-- Required task --
According to the rod problem, how far from y = 0 does the rod's center of mass lie?

If the linear mass density of a rod of length 3 m (lying from` y=0` to` y=3`m) varies as `lambda`=(2+y)kg/m,then position of the centre of mass of the rod from y=0 is nearly at

To find the position of the center of mass of a rod with a varying linear mass density, we can follow these steps: ### Step 1: Define the linear mass density The linear mass density of the rod is given as: \[ \lambda(y) = 2 + y \text{ kg/m} \] This means that the mass per unit length of the rod changes as we move along the y-axis. ### Step 2: Set up the expression for the center of mass The center of mass \( Y_{cm} \) for a continuous mass distribution along the y-axis can be calculated using the formula: \[ Y_{cm} = \frac{\int y \, dm}{\int dm} \] where \( dm \) is the differential mass element. ### Step 3: Express \( dm \) in terms of \( dy \) The differential mass \( dm \) can be expressed in terms of the linear mass density: \[ dm = \lambda(y) \, dy = (2 + y) \, dy \] ### Step 4: Substitute \( dm \) into the center of mass formula Now we can substitute \( dm \) into the center of mass formula: \[ Y_{cm} = \frac{\int_0^3 y \, (2 + y) \, dy}{\int_0^3 (2 + y) \, dy} \] ### Step 5: Calculate the numerator First, we calculate the numerator: \[ \int_0^3 y(2 + y) \, dy = \int_0^3 (2y + y^2) \, dy \] Calculating this integral: \[ = \left[ y^2 + \frac{y^3}{3} \right]_0^3 = \left[ 3^2 + \frac{3^3}{3} \right] - \left[ 0 + 0 \right] = 9 + 9 = 18 \] ### Step 6: Calculate the denominator Now, we calculate the denominator: \[ \int_0^3 (2 + y) \, dy = \left[ 2y + \frac{y^2}{2} \right]_0^3 = \left[ 2(3) + \frac{3^2}{2} \right] - \left[ 0 + 0 \right] = 6 + \frac{9}{2} = 6 + 4.5 = 10.5 \] ### Step 7: Calculate \( Y_{cm} \) Now we can substitute the results back into the center of mass formula: \[ Y_{cm} = \frac{18}{10.5} = \frac{36}{21} = \frac{12}{7} \approx 1.714 \text{ m} \] ### Conclusion Thus, the position of the center of mass of the rod from \( y = 0 \) is approximately: \[ Y_{cm} \approx 1.7 \text{ m} \] ---

-- Dataset entries --
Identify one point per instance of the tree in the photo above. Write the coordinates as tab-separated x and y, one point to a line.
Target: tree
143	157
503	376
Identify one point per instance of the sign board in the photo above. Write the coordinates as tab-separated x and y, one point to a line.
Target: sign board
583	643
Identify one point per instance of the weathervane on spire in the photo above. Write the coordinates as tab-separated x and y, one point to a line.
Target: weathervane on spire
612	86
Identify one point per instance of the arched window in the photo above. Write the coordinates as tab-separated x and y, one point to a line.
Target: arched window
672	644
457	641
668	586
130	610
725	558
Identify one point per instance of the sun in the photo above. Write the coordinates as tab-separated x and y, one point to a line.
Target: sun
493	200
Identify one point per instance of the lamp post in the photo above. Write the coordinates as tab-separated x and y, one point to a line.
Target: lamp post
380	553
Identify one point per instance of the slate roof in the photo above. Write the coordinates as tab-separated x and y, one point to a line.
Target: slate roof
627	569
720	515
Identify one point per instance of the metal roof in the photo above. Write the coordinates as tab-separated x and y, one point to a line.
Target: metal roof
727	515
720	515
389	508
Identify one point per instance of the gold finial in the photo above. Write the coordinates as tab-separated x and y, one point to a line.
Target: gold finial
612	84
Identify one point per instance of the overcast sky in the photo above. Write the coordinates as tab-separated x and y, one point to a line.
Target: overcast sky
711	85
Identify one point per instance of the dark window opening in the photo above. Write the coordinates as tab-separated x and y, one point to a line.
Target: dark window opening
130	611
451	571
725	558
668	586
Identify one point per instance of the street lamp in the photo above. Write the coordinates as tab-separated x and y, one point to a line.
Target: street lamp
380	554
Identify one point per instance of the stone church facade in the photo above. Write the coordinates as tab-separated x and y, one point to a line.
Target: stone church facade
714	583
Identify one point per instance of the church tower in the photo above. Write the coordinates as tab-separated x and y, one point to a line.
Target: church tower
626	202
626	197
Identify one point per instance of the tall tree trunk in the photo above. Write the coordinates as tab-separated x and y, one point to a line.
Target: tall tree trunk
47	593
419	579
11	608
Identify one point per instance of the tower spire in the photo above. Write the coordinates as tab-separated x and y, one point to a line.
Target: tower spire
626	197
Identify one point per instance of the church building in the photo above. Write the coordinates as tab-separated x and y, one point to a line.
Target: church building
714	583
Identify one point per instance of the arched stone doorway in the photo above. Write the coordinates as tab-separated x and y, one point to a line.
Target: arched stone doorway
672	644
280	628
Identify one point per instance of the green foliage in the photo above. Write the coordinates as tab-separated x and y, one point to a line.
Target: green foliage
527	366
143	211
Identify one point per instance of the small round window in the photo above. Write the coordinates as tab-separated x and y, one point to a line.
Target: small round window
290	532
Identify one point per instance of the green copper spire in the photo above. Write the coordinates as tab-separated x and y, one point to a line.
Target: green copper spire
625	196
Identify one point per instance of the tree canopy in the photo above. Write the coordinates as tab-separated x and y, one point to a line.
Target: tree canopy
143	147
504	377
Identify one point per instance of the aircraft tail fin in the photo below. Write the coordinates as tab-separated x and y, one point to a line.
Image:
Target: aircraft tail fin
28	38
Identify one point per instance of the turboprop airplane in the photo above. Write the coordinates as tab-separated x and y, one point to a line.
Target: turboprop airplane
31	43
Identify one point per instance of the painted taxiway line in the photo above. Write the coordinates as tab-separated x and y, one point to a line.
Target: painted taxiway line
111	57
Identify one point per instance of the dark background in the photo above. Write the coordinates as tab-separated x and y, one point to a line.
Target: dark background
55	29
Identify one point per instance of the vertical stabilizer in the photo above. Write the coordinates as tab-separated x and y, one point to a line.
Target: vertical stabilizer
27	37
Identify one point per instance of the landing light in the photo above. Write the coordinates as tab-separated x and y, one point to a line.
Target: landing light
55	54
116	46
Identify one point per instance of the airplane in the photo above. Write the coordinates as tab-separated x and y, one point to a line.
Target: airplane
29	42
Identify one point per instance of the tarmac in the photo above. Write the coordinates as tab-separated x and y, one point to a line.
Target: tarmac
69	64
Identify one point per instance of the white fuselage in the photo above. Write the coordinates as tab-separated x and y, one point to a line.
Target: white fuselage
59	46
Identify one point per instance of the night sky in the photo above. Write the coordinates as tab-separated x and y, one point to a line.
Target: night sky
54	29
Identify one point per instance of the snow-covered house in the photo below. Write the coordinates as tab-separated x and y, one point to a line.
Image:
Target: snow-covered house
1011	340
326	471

--

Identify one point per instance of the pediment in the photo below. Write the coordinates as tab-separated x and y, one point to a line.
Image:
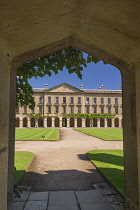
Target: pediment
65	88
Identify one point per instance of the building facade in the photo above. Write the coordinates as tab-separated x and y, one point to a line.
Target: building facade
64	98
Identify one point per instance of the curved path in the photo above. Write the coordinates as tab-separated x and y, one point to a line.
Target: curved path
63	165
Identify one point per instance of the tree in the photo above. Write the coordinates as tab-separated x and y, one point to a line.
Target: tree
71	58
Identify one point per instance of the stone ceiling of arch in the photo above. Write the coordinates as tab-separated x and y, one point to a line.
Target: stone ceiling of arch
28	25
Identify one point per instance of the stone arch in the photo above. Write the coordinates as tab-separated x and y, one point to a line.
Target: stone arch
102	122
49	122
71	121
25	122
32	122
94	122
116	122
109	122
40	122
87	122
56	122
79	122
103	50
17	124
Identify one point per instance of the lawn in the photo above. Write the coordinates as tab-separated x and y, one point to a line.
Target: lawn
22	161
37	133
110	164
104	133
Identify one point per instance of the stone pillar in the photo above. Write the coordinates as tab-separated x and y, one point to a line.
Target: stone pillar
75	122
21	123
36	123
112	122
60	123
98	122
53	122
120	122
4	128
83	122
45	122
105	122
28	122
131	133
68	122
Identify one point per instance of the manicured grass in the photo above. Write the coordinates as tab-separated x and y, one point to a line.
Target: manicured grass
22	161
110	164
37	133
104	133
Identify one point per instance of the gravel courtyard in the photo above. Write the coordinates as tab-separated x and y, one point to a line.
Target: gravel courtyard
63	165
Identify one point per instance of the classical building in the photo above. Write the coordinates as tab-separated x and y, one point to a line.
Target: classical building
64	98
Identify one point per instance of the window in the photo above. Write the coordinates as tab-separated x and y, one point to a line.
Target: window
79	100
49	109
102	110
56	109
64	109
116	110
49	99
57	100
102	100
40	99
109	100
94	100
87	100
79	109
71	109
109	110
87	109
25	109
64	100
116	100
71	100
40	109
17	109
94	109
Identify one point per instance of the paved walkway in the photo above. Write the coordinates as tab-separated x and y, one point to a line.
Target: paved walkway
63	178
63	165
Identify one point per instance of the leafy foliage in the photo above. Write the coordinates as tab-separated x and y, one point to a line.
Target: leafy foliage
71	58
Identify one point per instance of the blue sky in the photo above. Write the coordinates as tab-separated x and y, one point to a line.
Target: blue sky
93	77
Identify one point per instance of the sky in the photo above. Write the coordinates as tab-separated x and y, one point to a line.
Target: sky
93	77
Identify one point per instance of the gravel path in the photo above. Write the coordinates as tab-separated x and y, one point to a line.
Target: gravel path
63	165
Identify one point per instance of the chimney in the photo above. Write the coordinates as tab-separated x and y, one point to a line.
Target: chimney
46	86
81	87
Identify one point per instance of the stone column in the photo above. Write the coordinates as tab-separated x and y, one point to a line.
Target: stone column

-- The answer --
About 1.7 m (12/7 ≈ 1.714 m).